AIM =
In the text below about CRM transformation, what could one sharp "HubSpot ninja" do in the past?

PAGE TEXT =
Turns out—quite a bit:
- HubSpot has become more powerful (and more complex)
- Our clients have grown—from SMBs to mid-market organizations
- Their businesses are more intricate: more people, more systems, more moving parts
We were a bit like the proverbial boiling frog—adapting to rising complexity without stepping back to re-evaluate our own structure and methods.
In the past, one sharp “HubSpot ninja” could lead an entire implementation. But in 2025? That’s just not realistic.
A modern CRM transformation actually takes an experienced team of:
- Project managers
- Change management leads
- Data and reporting analysts
- Trainers and enablement experts
- Strategic consultants
- Platform specialists—across HubSpot and the broader tech stack
CRM isn’t “just software” anymore.
It’s a transformation initiative. And as Joe put it, you can’t build the plane while you’re flying it.
The path to success starts with clarity—before a single tool gets configured.
So, we took our own advice.
- We evolved our team structure.
- We reimagined our processes—before reworking them in any system.
- And next, we’ll “re-implement” our own project management platform to support that evolution.
Here’s my takeaway for all of us leading through complexity:
The tools we choose matter. But how our business thinks and operates matters more.

DATA LINES =
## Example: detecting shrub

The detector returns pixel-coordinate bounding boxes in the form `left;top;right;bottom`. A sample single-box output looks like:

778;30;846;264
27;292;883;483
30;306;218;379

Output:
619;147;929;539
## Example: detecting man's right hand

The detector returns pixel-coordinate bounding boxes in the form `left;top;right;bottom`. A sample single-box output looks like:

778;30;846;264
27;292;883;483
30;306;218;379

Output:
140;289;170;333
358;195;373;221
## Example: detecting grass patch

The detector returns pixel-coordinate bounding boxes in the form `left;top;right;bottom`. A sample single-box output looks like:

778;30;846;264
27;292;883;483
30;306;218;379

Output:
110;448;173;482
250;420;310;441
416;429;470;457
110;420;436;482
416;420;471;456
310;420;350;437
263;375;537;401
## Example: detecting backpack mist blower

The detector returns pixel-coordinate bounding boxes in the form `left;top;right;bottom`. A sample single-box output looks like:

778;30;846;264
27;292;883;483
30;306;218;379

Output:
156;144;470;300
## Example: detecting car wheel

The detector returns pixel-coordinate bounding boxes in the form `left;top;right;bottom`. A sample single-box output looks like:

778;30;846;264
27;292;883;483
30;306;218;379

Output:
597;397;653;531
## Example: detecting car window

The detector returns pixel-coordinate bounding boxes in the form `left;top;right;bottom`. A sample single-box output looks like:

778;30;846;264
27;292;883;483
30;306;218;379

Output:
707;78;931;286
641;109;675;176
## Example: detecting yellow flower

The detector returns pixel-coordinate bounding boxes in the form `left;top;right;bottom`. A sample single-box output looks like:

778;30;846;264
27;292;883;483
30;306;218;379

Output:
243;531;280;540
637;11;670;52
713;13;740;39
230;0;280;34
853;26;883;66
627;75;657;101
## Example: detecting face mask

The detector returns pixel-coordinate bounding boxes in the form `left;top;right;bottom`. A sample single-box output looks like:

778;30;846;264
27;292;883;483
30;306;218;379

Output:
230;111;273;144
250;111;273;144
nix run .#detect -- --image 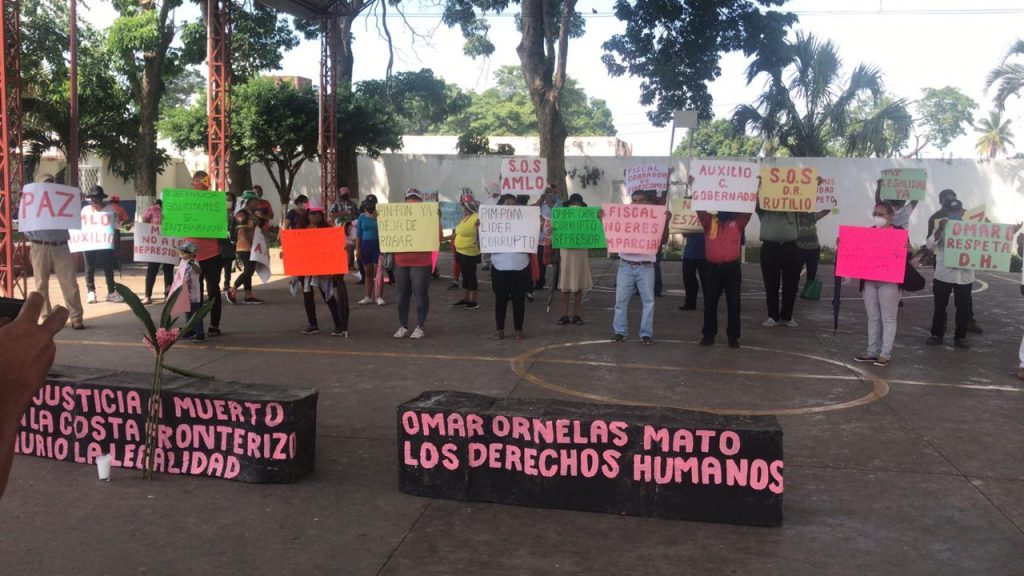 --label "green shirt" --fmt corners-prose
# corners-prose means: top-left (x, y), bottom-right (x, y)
top-left (758, 209), bottom-right (794, 242)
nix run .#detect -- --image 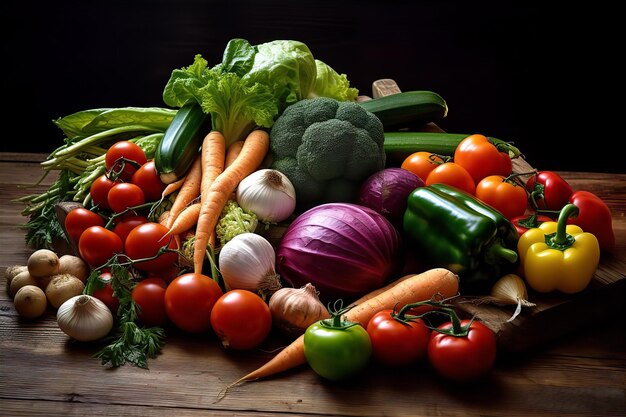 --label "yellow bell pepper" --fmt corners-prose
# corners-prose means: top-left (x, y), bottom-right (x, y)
top-left (517, 204), bottom-right (600, 294)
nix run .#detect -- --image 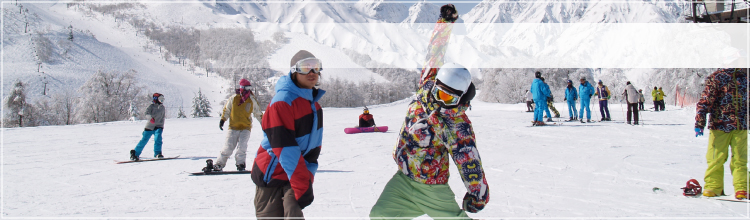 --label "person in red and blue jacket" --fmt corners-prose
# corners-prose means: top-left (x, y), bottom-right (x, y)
top-left (251, 50), bottom-right (325, 218)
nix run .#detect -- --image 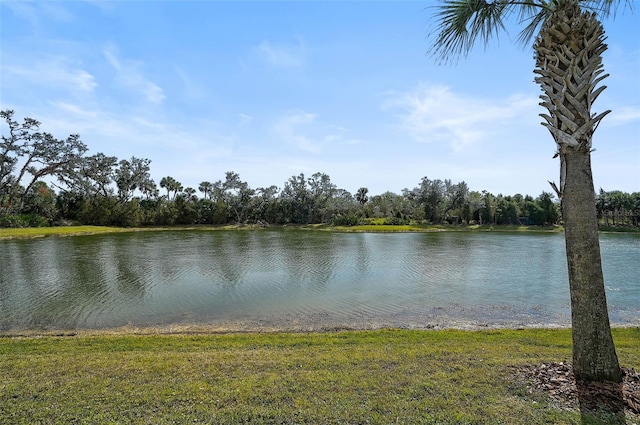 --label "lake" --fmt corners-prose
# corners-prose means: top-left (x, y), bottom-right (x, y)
top-left (0, 230), bottom-right (640, 331)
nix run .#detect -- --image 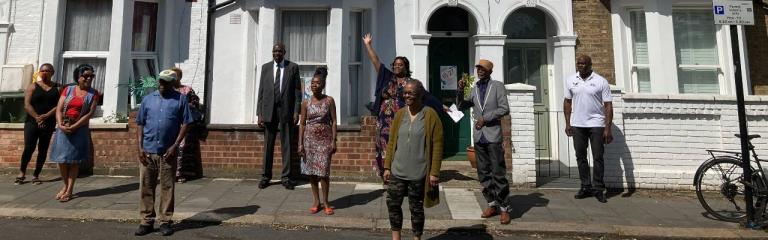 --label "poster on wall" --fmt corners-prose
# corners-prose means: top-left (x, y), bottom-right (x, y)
top-left (440, 66), bottom-right (457, 90)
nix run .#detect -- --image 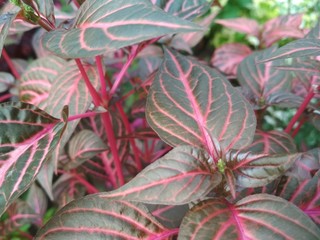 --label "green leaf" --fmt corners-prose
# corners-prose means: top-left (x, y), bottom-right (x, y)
top-left (226, 151), bottom-right (301, 187)
top-left (43, 0), bottom-right (202, 58)
top-left (64, 130), bottom-right (108, 169)
top-left (146, 49), bottom-right (256, 154)
top-left (100, 146), bottom-right (221, 205)
top-left (35, 195), bottom-right (167, 240)
top-left (178, 194), bottom-right (320, 240)
top-left (0, 102), bottom-right (67, 215)
top-left (18, 56), bottom-right (67, 108)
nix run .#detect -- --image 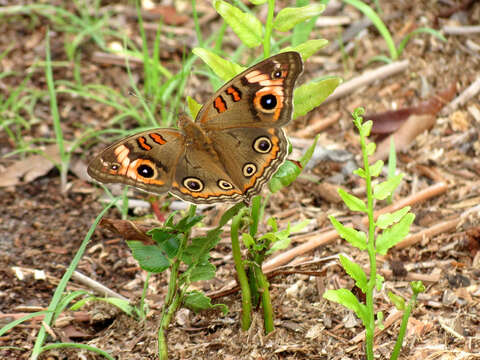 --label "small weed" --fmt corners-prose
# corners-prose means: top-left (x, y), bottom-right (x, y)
top-left (324, 108), bottom-right (425, 360)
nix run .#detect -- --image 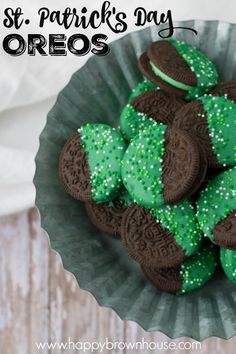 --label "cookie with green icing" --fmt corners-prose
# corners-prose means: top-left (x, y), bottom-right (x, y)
top-left (121, 200), bottom-right (203, 268)
top-left (173, 95), bottom-right (236, 168)
top-left (220, 248), bottom-right (236, 284)
top-left (121, 121), bottom-right (207, 208)
top-left (59, 124), bottom-right (126, 203)
top-left (210, 80), bottom-right (236, 102)
top-left (120, 90), bottom-right (186, 140)
top-left (128, 79), bottom-right (160, 102)
top-left (85, 189), bottom-right (133, 239)
top-left (139, 39), bottom-right (218, 100)
top-left (197, 167), bottom-right (236, 249)
top-left (141, 243), bottom-right (217, 295)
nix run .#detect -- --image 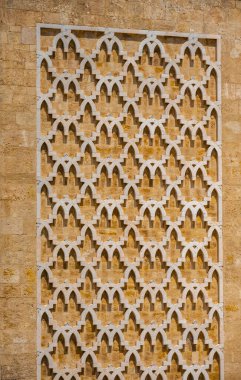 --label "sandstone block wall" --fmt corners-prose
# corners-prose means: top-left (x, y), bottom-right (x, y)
top-left (0, 0), bottom-right (241, 380)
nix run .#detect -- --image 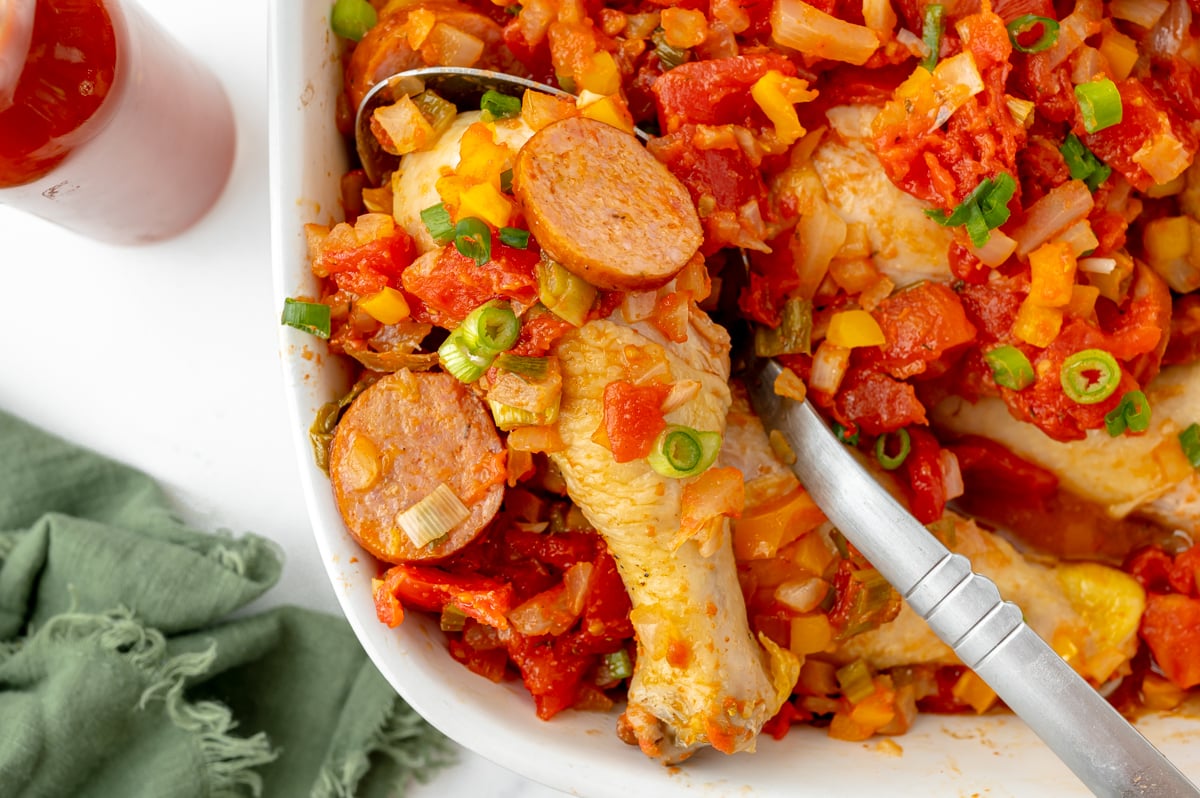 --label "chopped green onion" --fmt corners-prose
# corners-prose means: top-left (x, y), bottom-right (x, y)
top-left (438, 330), bottom-right (496, 384)
top-left (496, 352), bottom-right (550, 379)
top-left (421, 203), bottom-right (454, 244)
top-left (875, 427), bottom-right (912, 472)
top-left (1075, 78), bottom-right (1123, 133)
top-left (983, 343), bottom-right (1034, 391)
top-left (595, 648), bottom-right (634, 688)
top-left (538, 258), bottom-right (596, 326)
top-left (454, 216), bottom-right (492, 266)
top-left (479, 89), bottom-right (521, 119)
top-left (455, 302), bottom-right (521, 359)
top-left (1058, 133), bottom-right (1112, 191)
top-left (754, 296), bottom-right (812, 358)
top-left (1058, 349), bottom-right (1121, 404)
top-left (1104, 391), bottom-right (1150, 438)
top-left (500, 227), bottom-right (529, 250)
top-left (1006, 14), bottom-right (1058, 53)
top-left (836, 659), bottom-right (875, 703)
top-left (650, 28), bottom-right (688, 72)
top-left (396, 482), bottom-right (470, 547)
top-left (1180, 421), bottom-right (1200, 468)
top-left (329, 0), bottom-right (379, 42)
top-left (646, 425), bottom-right (721, 479)
top-left (833, 421), bottom-right (858, 446)
top-left (925, 172), bottom-right (1016, 247)
top-left (280, 296), bottom-right (330, 338)
top-left (920, 2), bottom-right (946, 72)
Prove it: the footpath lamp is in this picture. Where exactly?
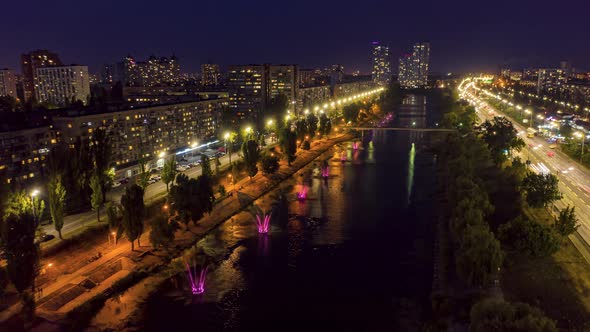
[574,132,586,164]
[223,133,231,165]
[31,189,40,224]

TASK ANSWER =
Lead an entire implementation.